Stored items from a collection:

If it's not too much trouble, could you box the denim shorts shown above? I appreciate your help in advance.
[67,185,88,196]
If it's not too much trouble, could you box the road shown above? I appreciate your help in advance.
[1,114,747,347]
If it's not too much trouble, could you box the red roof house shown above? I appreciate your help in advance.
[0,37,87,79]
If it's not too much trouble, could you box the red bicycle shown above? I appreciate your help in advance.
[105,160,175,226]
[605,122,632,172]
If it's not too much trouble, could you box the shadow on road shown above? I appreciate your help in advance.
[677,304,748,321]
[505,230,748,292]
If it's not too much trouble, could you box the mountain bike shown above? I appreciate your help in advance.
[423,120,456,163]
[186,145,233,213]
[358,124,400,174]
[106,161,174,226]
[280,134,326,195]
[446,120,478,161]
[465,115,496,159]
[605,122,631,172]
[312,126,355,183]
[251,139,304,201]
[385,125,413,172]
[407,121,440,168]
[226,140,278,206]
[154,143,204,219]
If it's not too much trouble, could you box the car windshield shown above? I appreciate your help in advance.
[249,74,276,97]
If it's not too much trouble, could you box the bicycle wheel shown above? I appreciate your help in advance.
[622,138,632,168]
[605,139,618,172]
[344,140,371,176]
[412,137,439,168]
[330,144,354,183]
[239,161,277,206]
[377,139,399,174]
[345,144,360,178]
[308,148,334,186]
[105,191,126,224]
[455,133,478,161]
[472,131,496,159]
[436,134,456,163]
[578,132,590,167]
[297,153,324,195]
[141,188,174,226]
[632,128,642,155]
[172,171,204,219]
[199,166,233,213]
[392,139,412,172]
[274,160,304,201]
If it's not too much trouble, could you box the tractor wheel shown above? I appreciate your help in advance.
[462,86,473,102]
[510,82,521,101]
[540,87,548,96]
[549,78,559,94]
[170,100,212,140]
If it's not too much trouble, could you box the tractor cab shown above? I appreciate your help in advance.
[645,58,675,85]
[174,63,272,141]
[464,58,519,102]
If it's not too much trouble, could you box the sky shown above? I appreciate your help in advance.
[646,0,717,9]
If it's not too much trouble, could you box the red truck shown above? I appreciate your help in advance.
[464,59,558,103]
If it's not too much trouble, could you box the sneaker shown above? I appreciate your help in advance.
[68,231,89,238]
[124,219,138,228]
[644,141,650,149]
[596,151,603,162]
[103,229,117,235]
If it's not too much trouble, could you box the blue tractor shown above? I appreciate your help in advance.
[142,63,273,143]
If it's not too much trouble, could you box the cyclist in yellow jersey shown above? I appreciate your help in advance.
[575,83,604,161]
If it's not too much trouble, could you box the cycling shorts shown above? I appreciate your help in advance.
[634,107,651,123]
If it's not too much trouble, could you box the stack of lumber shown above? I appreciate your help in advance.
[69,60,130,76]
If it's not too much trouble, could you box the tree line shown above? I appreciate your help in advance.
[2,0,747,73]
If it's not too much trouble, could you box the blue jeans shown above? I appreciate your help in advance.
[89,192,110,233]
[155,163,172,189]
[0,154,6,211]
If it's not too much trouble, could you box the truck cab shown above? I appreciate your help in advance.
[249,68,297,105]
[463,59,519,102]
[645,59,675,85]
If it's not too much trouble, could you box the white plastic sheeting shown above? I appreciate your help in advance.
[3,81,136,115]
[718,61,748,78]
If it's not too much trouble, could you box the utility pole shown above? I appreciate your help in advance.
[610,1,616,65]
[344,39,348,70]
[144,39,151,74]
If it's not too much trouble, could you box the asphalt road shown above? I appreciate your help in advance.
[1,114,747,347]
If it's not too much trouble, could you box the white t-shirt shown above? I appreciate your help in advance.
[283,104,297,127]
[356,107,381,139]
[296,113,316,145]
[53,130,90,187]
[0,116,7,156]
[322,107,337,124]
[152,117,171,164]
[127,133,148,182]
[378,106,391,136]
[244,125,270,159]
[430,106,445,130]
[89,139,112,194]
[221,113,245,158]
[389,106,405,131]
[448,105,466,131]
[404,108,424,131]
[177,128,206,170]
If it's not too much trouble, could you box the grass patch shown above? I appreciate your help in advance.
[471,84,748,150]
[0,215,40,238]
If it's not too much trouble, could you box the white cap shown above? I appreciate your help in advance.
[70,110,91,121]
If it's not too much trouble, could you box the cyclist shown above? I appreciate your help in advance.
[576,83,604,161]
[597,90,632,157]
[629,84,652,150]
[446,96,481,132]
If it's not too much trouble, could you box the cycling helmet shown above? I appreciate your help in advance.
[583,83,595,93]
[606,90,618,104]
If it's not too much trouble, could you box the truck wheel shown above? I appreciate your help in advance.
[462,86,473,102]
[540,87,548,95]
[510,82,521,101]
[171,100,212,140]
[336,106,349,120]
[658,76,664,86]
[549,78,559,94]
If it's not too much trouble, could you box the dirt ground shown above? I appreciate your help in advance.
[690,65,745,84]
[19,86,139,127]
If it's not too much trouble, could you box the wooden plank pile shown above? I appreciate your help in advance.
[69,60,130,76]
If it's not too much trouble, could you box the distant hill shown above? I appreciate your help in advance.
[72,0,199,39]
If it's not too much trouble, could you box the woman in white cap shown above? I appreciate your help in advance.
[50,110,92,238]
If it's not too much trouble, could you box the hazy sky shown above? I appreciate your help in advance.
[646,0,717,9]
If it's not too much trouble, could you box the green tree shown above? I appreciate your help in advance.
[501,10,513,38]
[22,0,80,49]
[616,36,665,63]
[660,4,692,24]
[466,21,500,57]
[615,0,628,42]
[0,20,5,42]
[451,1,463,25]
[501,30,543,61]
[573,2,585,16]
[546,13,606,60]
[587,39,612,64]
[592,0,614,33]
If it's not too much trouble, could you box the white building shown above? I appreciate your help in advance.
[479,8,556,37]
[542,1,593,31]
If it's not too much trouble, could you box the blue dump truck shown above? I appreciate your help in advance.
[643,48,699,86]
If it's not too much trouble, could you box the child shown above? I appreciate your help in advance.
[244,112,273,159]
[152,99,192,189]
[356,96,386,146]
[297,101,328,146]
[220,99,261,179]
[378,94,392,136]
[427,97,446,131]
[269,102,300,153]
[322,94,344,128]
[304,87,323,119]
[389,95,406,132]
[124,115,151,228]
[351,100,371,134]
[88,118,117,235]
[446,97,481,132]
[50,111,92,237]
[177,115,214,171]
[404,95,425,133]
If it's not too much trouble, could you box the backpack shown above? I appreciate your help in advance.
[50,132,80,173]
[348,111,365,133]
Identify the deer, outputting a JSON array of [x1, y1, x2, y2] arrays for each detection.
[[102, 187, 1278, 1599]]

PROMPT: Generate a verbatim printout of all the entries.

TASK OUTPUT:
If it's not too much trouble, could you box the denim shorts shown above? I appreciate your help in advance.
[67,185,88,196]
If it's not too much trouble, could you box the road shown above? I appreciate your help in advance.
[1,114,747,347]
If it's not too much trouble, could you box the red roof house shown above? I appreciate your help in advance.
[0,37,87,79]
If it's not too much trouble, could you box the red bicycle shown above? I appreciate your help in advance.
[105,160,175,226]
[605,122,632,172]
If it's not too much trouble, could you box the shadow on road shown above? I appreciate your help in advance.
[677,304,748,321]
[505,230,748,292]
If it's not too much trouble, could you box the mountain bike shown above? I appreciate your help in advance.
[423,120,456,163]
[186,145,233,213]
[358,124,400,174]
[106,161,174,226]
[280,134,326,195]
[446,120,478,161]
[465,115,496,159]
[605,122,631,172]
[312,126,355,183]
[251,139,304,201]
[385,125,413,172]
[407,121,440,168]
[226,140,278,206]
[154,143,204,219]
If it's not too much trouble, could you box the car windshield shown above? I appreciate your help in advance.
[249,74,276,97]
If it's not too much trouble, could you box the bicycle wheel shown above? I appreciate your help in advance.
[622,138,632,168]
[605,139,618,172]
[344,140,371,176]
[412,137,439,168]
[330,144,354,183]
[239,161,277,206]
[377,139,399,174]
[345,144,360,178]
[308,148,334,186]
[105,191,126,224]
[455,133,478,161]
[472,131,496,159]
[436,134,456,163]
[578,132,590,167]
[297,153,324,195]
[141,188,174,226]
[632,128,642,155]
[172,171,204,219]
[199,166,233,213]
[392,139,412,172]
[274,160,304,201]
If it's not too much trouble, could you box the tractor wheel shown above? I appreciate your help in advance.
[462,86,473,102]
[510,82,521,101]
[540,87,548,96]
[549,78,559,94]
[170,100,212,140]
If it's not too much trouble, could you box the tractor cab shown above? I appreciate your help in advance.
[645,58,675,85]
[174,63,272,141]
[464,58,519,102]
If it's not too much trouble, could you box the sky shown above? I appreciate your help in advance.
[646,0,717,9]
If it's not too much trouble, could you box the red truck shown above? I appreciate your help in advance.
[464,59,558,103]
If it's not too much trouble, could you box the sneaker shown above? I appreciate your help in advance.
[68,231,89,238]
[124,219,138,228]
[644,141,650,149]
[596,151,603,162]
[103,229,117,235]
If it's not too much trouble, could you box the blue tractor shown above? I appreciate your help in advance.
[142,63,273,143]
If it's not too much trouble, could you box the cyclist in yellow jersey shown above? I appreciate your help in advance.
[575,83,604,161]
If it's not too much trouble, could you box the cycling shorts shown above? I appreciate your help in advance.
[634,107,651,123]
If it's not too much trouble, could you box the stack of lumber shown above? I appreciate your help in advance.
[69,60,130,76]
If it's not too much trouble, could you box the tree line shown above? I appreciate your help in advance.
[2,0,747,73]
If it's not too much trouble, could you box the blue jeans shown above? I appreciate your help in advance.
[89,192,110,233]
[155,163,172,189]
[0,154,6,211]
If it's not too much trouble, could you box the truck cab shown above? I appreciate your help in advance.
[249,68,297,105]
[463,59,519,102]
[645,59,675,85]
If it's not too much trouble, could you box the white plastic sheeting shown above? I appreciate your help in advance.
[3,81,136,115]
[718,61,748,78]
If it's not too much trouble, could you box the utility pole shown above? I appreciate your help in advance.
[610,1,616,65]
[344,39,348,70]
[144,39,151,74]
If it's not too much trouble, could you box the asphalt road shown above? I appreciate your help in advance.
[1,114,747,347]
If it's not too much trouble, could you box the white t-shirt shown above? I appreciate your help in advance.
[283,104,297,127]
[356,107,381,139]
[296,113,316,145]
[53,130,90,187]
[0,116,7,156]
[322,107,337,124]
[152,117,171,164]
[127,133,148,182]
[378,106,391,136]
[244,125,270,159]
[430,106,445,130]
[89,139,112,194]
[221,113,245,158]
[389,106,405,131]
[448,105,466,131]
[404,108,424,131]
[177,128,206,170]
If it's not too much trouble, could you box the grass patch shown above? I appreciate your help in advance.
[471,84,748,150]
[0,215,40,238]
If it's not too much trouble, could you box the white cap shown above? I appreciate your help in advance.
[70,110,91,121]
If it's not too much trouble, could you box the cyclist shown above? I appreciate your help in advance.
[576,83,604,161]
[597,90,632,157]
[629,84,652,150]
[446,96,481,132]
If it's not too much trouble, could you box the cycling helmet shown above? I appreciate your help in advance.
[583,83,595,93]
[606,90,618,104]
If it's not too much trouble, could you box the truck wheel shown above? I appreciate your help in advance.
[462,86,473,102]
[540,87,548,95]
[510,82,521,101]
[171,100,212,140]
[336,106,349,120]
[658,76,664,86]
[549,78,559,94]
If it's not too much trouble, could you box the dirt ground shown above? I appreciate your help in advance.
[690,65,745,84]
[19,86,139,127]
If it's not too much trouble, could you box the wooden plank pile shown above? I appreciate your help in advance.
[69,60,130,76]
If it's not too much trouble, could you box the distant hill shown above? I appreciate your help in advance.
[72,0,199,39]
If it's not too much trouble, could you box the woman in white cap shown above? I appreciate your help in advance.
[50,110,92,238]
If it's not too much trouble, could you box the hazy sky shown above? I appreciate your help in advance.
[646,0,717,9]
If it's not too much trouble, could you box the green tree shown above? I appreciate your help in advance.
[501,10,513,38]
[22,0,80,49]
[616,36,665,63]
[660,4,692,24]
[466,21,500,57]
[615,0,628,42]
[0,20,5,42]
[451,1,463,25]
[501,30,543,61]
[573,2,585,16]
[546,13,606,60]
[587,39,612,64]
[592,0,614,33]
If it's not too much trouble, could you box the white building shown above? I appreciate your help in advance.
[479,8,556,37]
[542,1,593,31]
If it's not too much trouble, could you box the blue dump truck shown above? I appreciate your help in advance.
[643,48,699,86]
If it's not too much trouble, could you box the child shown above? I appreciate your help in advance.
[244,112,273,159]
[152,99,192,189]
[356,96,386,146]
[297,101,328,146]
[220,99,261,179]
[378,94,392,136]
[427,97,446,131]
[269,102,300,153]
[322,94,344,128]
[304,87,323,119]
[389,95,406,132]
[124,115,151,228]
[351,100,371,134]
[88,118,117,235]
[446,97,481,132]
[50,111,92,237]
[177,115,214,171]
[404,95,425,133]
If it's not too much trouble, could you box the backpack shown above? I appreciate your help in advance.
[50,132,80,173]
[348,111,365,133]
Identify the deer, outputting a JSON array of [x1, y1, x2, y2] arrays for each detection.
[[102, 187, 1278, 1599]]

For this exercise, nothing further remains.